Entries provided
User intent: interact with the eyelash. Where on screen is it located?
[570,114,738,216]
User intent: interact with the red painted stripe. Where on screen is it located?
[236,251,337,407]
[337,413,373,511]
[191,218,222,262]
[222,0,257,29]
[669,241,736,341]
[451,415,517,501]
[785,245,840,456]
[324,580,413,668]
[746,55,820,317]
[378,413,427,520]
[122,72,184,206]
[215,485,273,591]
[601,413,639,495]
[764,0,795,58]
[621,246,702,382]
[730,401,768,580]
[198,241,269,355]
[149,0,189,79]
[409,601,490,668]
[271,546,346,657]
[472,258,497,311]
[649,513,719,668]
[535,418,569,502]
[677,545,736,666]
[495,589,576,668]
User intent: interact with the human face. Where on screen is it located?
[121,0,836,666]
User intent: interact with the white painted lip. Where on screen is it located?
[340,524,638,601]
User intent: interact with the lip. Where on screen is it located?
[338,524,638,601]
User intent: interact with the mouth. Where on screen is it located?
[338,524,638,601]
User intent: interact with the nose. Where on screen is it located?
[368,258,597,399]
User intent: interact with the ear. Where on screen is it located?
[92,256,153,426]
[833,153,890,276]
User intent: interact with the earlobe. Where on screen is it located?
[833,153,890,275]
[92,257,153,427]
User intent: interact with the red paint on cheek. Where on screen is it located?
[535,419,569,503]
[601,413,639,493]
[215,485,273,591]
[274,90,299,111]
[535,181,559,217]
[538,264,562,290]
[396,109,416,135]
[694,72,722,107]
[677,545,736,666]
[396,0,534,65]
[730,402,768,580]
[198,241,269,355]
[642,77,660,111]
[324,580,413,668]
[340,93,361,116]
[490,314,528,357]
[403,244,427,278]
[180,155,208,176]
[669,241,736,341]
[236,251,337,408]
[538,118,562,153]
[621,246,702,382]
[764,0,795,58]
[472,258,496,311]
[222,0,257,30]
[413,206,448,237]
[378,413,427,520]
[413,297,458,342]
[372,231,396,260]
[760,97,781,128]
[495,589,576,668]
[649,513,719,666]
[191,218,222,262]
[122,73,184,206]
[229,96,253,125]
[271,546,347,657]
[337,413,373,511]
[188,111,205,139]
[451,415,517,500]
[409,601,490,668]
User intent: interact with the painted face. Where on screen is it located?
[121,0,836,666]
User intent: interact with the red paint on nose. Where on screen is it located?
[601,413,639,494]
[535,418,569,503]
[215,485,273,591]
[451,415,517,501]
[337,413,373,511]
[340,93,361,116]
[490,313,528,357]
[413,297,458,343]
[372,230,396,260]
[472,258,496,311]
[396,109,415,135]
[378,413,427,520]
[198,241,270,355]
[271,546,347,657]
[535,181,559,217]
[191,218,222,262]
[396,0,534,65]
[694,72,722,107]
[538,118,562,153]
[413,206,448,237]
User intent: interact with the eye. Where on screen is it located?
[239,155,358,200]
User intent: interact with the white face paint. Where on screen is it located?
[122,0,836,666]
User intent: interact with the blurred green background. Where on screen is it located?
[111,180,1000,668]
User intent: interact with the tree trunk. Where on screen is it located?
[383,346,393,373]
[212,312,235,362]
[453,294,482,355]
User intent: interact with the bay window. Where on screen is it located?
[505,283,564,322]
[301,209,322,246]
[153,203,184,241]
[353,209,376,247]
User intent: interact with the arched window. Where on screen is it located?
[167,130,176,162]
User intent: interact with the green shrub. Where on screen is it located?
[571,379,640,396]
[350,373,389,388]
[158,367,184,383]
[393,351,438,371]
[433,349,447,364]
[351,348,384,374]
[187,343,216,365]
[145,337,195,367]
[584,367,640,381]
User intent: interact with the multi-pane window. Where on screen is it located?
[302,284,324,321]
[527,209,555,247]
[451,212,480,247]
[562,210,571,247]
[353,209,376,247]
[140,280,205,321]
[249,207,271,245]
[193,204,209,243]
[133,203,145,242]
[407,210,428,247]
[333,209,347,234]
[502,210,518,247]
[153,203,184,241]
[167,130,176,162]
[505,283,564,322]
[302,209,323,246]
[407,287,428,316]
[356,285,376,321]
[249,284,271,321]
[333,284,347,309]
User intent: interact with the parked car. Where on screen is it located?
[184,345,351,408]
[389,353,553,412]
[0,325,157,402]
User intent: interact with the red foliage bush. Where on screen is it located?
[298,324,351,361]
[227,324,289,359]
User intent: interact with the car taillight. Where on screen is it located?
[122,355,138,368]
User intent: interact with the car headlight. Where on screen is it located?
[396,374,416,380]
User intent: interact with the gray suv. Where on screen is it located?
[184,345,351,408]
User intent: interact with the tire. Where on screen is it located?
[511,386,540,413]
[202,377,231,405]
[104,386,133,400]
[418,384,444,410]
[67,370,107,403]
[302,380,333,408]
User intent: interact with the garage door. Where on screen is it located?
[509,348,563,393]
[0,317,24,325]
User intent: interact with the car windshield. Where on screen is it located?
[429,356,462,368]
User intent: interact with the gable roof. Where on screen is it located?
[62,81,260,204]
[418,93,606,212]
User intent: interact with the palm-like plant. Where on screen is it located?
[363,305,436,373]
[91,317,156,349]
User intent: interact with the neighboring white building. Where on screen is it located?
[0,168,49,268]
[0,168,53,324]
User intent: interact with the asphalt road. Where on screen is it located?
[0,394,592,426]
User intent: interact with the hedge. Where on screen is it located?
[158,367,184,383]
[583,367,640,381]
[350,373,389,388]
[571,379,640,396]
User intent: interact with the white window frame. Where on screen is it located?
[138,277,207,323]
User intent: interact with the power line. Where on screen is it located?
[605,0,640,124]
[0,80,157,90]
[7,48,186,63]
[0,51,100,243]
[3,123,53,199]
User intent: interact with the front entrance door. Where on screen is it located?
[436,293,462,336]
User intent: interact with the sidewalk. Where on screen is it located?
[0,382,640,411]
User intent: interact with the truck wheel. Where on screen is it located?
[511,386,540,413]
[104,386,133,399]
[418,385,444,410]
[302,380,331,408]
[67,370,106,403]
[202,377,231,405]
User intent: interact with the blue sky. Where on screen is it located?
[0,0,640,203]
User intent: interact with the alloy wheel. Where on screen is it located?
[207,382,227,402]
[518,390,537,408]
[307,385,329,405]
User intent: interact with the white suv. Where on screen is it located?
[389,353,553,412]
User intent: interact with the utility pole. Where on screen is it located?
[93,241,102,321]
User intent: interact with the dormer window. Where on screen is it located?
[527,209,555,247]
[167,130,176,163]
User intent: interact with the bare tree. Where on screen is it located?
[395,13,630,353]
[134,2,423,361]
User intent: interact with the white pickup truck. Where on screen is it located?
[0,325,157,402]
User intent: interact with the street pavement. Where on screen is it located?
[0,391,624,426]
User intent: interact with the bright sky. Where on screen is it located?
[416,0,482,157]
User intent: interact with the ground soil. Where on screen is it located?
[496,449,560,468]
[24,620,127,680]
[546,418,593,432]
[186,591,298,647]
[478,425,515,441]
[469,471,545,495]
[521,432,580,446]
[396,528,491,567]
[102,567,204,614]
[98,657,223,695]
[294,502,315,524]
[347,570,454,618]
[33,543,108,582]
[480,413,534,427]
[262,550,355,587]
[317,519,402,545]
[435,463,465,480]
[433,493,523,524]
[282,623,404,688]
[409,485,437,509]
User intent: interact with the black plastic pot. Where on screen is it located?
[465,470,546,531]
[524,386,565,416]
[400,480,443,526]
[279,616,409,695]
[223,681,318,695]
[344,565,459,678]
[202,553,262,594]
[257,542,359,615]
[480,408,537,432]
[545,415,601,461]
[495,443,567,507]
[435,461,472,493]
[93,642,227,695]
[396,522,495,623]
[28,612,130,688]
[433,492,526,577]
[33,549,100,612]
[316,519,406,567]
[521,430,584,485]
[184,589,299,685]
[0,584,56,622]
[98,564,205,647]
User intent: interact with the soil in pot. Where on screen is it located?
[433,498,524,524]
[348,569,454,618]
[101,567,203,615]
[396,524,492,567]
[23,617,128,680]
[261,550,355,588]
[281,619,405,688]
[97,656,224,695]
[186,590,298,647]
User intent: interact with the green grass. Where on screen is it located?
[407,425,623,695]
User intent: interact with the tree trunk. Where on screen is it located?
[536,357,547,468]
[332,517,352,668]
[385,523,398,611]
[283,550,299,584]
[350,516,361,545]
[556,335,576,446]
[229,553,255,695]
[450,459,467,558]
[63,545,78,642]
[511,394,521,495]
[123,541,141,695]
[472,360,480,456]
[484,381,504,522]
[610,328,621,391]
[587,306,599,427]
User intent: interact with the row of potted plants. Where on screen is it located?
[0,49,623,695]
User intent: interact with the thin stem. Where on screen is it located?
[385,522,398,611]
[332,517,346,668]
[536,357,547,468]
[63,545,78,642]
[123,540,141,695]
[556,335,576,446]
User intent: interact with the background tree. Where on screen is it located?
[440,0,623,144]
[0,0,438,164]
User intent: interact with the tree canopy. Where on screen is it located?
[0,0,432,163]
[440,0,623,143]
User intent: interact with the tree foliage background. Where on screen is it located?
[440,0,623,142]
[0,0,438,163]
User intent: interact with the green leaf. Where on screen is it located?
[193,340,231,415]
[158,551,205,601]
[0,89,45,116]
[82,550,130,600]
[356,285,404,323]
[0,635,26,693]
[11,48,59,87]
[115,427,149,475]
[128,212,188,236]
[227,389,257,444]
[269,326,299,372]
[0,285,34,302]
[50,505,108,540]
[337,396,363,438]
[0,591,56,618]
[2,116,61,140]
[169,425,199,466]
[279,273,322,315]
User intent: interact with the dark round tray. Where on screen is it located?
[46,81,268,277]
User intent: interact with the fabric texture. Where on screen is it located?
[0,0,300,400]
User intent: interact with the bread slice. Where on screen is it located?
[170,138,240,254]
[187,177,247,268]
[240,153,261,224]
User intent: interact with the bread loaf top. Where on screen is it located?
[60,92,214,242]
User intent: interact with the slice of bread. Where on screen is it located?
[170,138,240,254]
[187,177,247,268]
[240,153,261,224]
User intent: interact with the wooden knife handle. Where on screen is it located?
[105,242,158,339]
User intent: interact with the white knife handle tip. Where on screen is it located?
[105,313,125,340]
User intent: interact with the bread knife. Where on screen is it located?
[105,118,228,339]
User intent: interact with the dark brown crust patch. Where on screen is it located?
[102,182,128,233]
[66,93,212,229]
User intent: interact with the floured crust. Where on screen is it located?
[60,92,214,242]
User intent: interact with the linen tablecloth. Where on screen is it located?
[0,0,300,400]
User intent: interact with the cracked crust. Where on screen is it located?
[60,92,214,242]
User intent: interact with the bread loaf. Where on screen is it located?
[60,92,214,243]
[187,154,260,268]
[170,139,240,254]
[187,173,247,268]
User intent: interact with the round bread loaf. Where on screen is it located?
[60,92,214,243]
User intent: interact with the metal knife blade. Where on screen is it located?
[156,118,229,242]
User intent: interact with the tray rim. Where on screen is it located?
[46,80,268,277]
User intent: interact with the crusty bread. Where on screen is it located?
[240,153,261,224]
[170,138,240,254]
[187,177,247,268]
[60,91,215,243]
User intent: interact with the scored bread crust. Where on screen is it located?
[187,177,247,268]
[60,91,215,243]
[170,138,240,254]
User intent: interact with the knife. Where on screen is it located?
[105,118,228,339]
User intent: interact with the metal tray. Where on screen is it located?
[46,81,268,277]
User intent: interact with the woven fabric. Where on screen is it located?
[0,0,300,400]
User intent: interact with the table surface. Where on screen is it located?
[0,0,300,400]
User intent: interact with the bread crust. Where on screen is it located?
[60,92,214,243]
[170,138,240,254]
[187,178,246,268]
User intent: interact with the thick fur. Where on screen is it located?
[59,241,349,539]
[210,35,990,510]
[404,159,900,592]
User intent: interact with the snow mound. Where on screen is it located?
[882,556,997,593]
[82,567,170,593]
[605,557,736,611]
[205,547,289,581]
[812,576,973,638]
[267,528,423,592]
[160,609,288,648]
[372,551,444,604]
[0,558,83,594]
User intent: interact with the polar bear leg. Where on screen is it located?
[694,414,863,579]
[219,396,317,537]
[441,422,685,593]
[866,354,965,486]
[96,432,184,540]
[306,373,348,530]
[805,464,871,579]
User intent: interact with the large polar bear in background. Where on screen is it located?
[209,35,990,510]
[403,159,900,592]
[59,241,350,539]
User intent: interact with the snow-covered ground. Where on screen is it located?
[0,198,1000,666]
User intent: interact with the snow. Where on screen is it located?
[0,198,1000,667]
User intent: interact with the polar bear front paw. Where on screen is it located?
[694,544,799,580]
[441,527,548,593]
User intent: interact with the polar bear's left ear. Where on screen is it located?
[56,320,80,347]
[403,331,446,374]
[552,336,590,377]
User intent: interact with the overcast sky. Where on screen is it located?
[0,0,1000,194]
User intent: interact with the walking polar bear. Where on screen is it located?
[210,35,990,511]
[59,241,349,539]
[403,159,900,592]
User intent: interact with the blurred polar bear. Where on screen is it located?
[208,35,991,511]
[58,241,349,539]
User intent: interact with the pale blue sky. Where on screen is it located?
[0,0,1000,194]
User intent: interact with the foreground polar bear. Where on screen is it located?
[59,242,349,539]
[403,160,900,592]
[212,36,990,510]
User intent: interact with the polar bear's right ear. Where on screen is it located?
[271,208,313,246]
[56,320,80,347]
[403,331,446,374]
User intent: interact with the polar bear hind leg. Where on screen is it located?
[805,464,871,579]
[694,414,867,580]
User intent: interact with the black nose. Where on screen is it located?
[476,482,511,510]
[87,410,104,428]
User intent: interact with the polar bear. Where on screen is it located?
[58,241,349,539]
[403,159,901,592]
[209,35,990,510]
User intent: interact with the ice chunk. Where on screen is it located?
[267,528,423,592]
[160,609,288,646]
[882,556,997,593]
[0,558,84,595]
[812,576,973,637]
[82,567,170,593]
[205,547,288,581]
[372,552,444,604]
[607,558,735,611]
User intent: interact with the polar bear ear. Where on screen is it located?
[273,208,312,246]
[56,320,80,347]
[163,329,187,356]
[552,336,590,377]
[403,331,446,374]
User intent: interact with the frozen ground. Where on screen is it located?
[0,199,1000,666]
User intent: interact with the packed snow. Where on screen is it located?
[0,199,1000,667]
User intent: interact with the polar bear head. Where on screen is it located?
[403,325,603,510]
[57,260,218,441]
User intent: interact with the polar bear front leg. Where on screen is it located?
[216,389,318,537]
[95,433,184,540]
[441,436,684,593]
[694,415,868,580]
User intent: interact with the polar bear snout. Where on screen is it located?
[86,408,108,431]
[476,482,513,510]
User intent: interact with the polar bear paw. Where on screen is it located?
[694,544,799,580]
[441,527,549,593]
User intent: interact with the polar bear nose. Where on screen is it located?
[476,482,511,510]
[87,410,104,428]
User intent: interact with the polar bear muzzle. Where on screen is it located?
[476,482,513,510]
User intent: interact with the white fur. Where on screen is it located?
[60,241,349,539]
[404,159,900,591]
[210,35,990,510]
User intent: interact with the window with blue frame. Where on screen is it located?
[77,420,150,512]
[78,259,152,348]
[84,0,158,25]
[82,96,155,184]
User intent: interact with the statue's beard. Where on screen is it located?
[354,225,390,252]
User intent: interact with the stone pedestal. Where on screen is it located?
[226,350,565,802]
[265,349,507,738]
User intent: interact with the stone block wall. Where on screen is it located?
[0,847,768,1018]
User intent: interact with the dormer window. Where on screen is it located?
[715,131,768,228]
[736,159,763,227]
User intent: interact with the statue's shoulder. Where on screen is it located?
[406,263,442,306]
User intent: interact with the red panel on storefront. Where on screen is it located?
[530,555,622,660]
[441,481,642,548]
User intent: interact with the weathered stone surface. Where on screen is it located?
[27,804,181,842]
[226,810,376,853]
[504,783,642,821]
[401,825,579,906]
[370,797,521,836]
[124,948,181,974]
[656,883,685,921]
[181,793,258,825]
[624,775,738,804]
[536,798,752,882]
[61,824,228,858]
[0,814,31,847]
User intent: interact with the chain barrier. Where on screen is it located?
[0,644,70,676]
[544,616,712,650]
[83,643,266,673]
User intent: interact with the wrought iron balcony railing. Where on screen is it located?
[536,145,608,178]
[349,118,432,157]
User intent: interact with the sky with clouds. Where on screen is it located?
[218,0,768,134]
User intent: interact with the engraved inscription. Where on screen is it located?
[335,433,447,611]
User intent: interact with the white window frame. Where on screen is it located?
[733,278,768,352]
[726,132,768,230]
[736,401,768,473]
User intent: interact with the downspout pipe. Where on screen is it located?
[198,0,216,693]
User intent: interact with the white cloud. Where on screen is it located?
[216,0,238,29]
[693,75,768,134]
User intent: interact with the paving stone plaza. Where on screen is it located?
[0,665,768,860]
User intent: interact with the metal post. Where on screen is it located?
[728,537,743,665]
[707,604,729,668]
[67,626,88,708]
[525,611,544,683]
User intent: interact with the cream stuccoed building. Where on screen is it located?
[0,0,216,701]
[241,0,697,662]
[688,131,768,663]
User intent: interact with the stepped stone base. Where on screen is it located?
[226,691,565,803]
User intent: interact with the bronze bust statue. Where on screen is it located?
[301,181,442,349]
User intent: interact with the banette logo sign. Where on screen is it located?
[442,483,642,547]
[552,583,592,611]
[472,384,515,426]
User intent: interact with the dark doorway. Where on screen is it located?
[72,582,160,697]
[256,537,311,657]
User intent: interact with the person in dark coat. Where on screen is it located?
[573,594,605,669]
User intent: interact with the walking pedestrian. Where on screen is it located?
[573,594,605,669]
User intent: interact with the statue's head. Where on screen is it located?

Aim
Rescale the records from the line containing "User intent: interact with the car windshield." down to the line containing "[0,394,592,426]". Write out only those lines, keeping the "User intent" lines unchanged and multiplying every bounding box coordinate by 1.25, rounded to a whole number with halves going up.

Exercise result
User intent: interact with the car windshield. Where on screen is it located?
[536,445,578,460]
User intent: interact with the gable roof. Where on screen is it located?
[78,101,325,255]
[523,116,758,265]
User intent: interact with the palm-like plant. Where on screen is it located?
[454,381,545,466]
[114,396,195,436]
User intent: interact with the neighboring white building. Where on screen is it located?
[0,210,61,335]
[0,210,66,405]
User intent: interact with the asphalt road. Where on screen is it located?
[0,493,740,533]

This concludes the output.